EXCERPTED PASSAGE:
-*-

No, but he would defend it in the case of “God,” thus defending what ought not to be defended. As for infinite good, since no one can possibly know anything about such a thing,  it’s not very useful as a reason to say “oh well ok then” to wiping out a tribe or a nation. Dawkins is right to be indignant and Daniel Came is wrong to palter in this way.

As a sceptic, I tend to agree with Dawkins’s conclusion regarding the falsehood of theism, but the tactics deployed by him and the other New Atheists, it seems to me, are fundamentally ignoble and potentially harmful to public intellectual life. For there is something cynical, ominously patronising, and anti-intellectualist in their modus operandi, with its implicit assumption that hurling insults is an effective way to influence people’s beliefs about religion. The presumption is that their largely non-academic readership doesn’t care about, or is incapable of, thinking things through; that passion prevails over reason.

That claim might make some sense if Dawkins refused to debate anyone, but of course he does no such thing. He refuses to debate Craig, largely, I believe, because Craig is a dogmatic apologist, not a rational inquirer. You don’t go to William Lane Craig if you’re after thinking things through.

H/t Eric.

Arms linked

PZ notes that atheists and gays “often find themselves fighting on the same side in battles against the Religious Righteous.” Indeed, and also some wrangles with the let’s-all-get-alongists, who want to unite with absolutely everyone…except those pesky atheists or those pesky gays.

What to call it

We need a better word for…

Well for this. Start with what Julian said in that article.

Atheism does not own the scientific method, and nor does good, secular thinking reduce to scientific reasoning. What is too often forgotten is that modern atheism was born in a humanistic way of thinking that drew as much on arts and humanities as it did natural science, if not more so.

-*-

STUDY MATERIAL:

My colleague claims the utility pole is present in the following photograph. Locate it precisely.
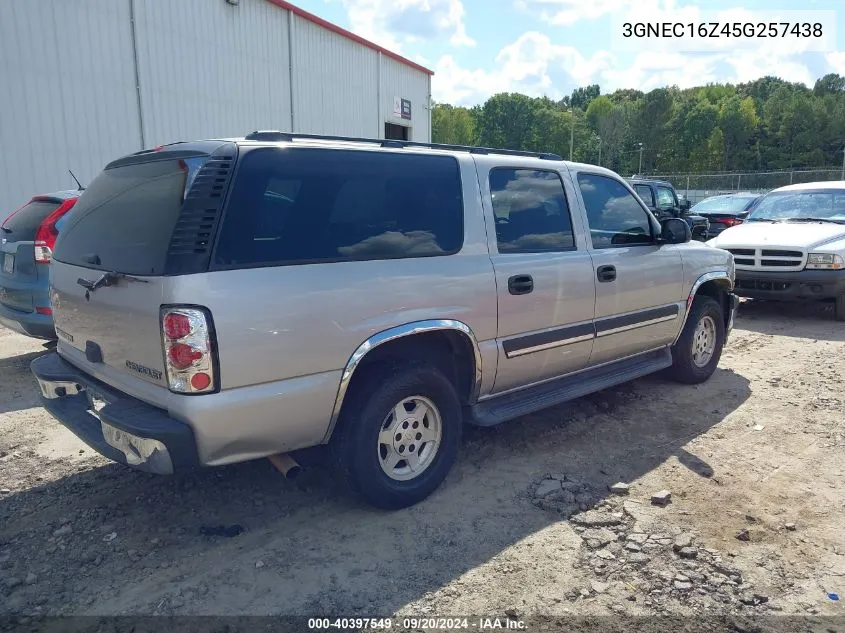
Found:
[839,147,845,180]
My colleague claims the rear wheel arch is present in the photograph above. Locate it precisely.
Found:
[323,320,481,442]
[675,271,734,342]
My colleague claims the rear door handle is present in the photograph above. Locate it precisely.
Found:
[508,275,534,295]
[596,266,616,283]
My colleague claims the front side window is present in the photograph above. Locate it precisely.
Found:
[748,189,845,223]
[490,168,575,253]
[578,172,654,248]
[214,148,463,267]
[657,187,677,210]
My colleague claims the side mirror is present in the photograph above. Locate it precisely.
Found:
[660,218,692,244]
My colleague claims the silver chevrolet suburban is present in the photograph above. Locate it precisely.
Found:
[32,132,736,508]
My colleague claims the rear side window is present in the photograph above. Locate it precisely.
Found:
[53,160,188,275]
[0,200,61,242]
[657,187,677,209]
[578,172,654,248]
[490,169,575,253]
[634,185,654,207]
[214,148,463,267]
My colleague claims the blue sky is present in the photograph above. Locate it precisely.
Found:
[296,0,845,105]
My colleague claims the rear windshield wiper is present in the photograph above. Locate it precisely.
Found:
[76,272,148,292]
[784,218,845,224]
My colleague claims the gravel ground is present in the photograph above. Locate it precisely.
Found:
[0,302,845,630]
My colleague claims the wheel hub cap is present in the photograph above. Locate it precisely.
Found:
[692,316,716,367]
[378,396,442,481]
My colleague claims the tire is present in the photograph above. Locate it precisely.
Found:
[833,295,845,321]
[329,363,462,510]
[671,295,725,385]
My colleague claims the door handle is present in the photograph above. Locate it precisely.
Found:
[596,266,616,283]
[508,275,534,295]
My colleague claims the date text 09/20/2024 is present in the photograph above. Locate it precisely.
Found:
[308,617,525,631]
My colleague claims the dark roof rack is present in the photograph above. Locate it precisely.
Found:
[244,130,563,160]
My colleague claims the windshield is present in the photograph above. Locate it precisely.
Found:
[692,196,756,213]
[748,189,845,222]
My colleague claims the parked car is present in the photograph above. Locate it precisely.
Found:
[631,175,708,242]
[0,191,81,340]
[32,132,736,508]
[708,181,845,321]
[690,193,763,239]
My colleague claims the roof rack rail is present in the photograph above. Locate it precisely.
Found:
[244,130,563,160]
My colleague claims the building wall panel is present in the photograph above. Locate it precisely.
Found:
[293,16,379,137]
[0,0,430,214]
[379,55,431,143]
[135,0,290,146]
[0,0,140,209]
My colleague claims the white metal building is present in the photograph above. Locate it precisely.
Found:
[0,0,432,212]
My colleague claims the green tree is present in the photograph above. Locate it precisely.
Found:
[717,94,760,169]
[813,73,845,97]
[478,92,538,149]
[569,84,601,110]
[587,95,625,165]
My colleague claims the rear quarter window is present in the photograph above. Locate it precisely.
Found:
[53,160,188,275]
[213,148,463,268]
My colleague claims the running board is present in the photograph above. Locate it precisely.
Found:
[464,347,672,426]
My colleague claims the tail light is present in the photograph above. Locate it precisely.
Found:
[161,306,218,394]
[35,198,79,264]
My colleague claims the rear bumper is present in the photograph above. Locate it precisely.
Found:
[734,269,845,301]
[30,352,199,474]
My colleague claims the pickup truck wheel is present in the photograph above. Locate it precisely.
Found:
[330,364,462,509]
[672,296,725,384]
[833,295,845,321]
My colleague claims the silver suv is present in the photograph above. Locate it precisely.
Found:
[32,132,736,508]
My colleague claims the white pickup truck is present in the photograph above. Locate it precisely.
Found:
[707,181,845,321]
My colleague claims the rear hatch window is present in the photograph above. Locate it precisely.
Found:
[53,159,189,275]
[0,200,61,243]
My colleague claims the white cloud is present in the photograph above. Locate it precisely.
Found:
[432,31,845,105]
[825,53,845,75]
[341,0,475,52]
[516,0,698,26]
[432,31,614,105]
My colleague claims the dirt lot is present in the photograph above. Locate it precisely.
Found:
[0,303,845,630]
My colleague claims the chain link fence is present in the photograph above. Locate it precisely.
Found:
[646,169,843,204]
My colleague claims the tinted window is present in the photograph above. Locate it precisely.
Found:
[214,148,463,266]
[634,185,654,207]
[578,173,652,248]
[657,187,676,209]
[748,189,845,221]
[0,200,60,242]
[490,169,575,253]
[53,160,193,275]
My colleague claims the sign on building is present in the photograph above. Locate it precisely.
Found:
[393,97,411,121]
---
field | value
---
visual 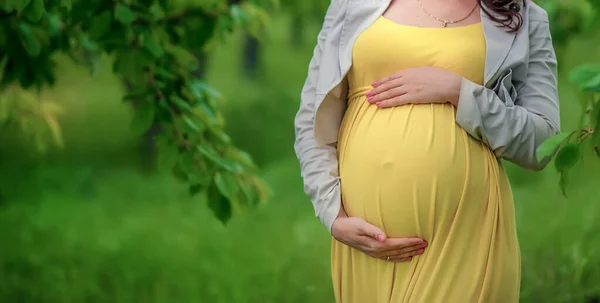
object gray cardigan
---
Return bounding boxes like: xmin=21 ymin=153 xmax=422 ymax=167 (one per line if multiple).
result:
xmin=294 ymin=0 xmax=560 ymax=231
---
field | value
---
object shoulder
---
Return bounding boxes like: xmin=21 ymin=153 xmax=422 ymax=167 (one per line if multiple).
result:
xmin=525 ymin=0 xmax=548 ymax=23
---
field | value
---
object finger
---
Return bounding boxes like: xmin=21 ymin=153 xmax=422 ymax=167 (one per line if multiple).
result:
xmin=389 ymin=248 xmax=425 ymax=259
xmin=381 ymin=238 xmax=429 ymax=253
xmin=358 ymin=221 xmax=387 ymax=242
xmin=365 ymin=78 xmax=403 ymax=98
xmin=379 ymin=256 xmax=413 ymax=263
xmin=385 ymin=237 xmax=427 ymax=249
xmin=367 ymin=85 xmax=408 ymax=103
xmin=376 ymin=243 xmax=427 ymax=256
xmin=375 ymin=94 xmax=411 ymax=108
xmin=371 ymin=72 xmax=402 ymax=87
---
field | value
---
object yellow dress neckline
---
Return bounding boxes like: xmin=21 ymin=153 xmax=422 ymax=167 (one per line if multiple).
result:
xmin=379 ymin=16 xmax=481 ymax=30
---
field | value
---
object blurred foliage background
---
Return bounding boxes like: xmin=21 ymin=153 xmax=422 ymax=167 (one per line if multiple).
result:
xmin=0 ymin=0 xmax=600 ymax=303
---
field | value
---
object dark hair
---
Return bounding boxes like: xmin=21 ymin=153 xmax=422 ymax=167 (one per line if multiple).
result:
xmin=477 ymin=0 xmax=526 ymax=32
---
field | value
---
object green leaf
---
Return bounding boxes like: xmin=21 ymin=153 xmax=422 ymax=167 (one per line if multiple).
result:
xmin=558 ymin=170 xmax=569 ymax=198
xmin=569 ymin=64 xmax=600 ymax=91
xmin=206 ymin=185 xmax=232 ymax=223
xmin=172 ymin=163 xmax=189 ymax=182
xmin=144 ymin=31 xmax=164 ymax=58
xmin=231 ymin=5 xmax=249 ymax=24
xmin=188 ymin=184 xmax=202 ymax=196
xmin=591 ymin=100 xmax=600 ymax=150
xmin=89 ymin=10 xmax=112 ymax=39
xmin=554 ymin=143 xmax=581 ymax=172
xmin=536 ymin=132 xmax=574 ymax=161
xmin=19 ymin=23 xmax=42 ymax=57
xmin=240 ymin=182 xmax=260 ymax=206
xmin=215 ymin=172 xmax=240 ymax=199
xmin=171 ymin=97 xmax=193 ymax=112
xmin=23 ymin=0 xmax=46 ymax=23
xmin=156 ymin=66 xmax=178 ymax=81
xmin=188 ymin=81 xmax=222 ymax=99
xmin=166 ymin=44 xmax=198 ymax=69
xmin=60 ymin=0 xmax=73 ymax=11
xmin=183 ymin=115 xmax=203 ymax=133
xmin=115 ymin=3 xmax=135 ymax=25
xmin=48 ymin=14 xmax=62 ymax=37
xmin=131 ymin=100 xmax=155 ymax=136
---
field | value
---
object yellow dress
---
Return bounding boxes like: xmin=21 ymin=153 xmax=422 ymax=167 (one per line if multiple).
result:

-*-

EXERCISE: From the passage about Dawkins and the New Atheists, quote word for word everything from "Arms linked" down to "in that article.".

SOLUTION:
Arms linked

PZ notes that atheists and gays “often find themselves fighting on the same side in battles against the Religious Righteous.” Indeed, and also some wrangles with the let’s-all-get-alongists, who want to unite with absolutely everyone…except those pesky atheists or those pesky gays.

What to call it

We need a better word for…

Well for this. Start with what Julian said in that article.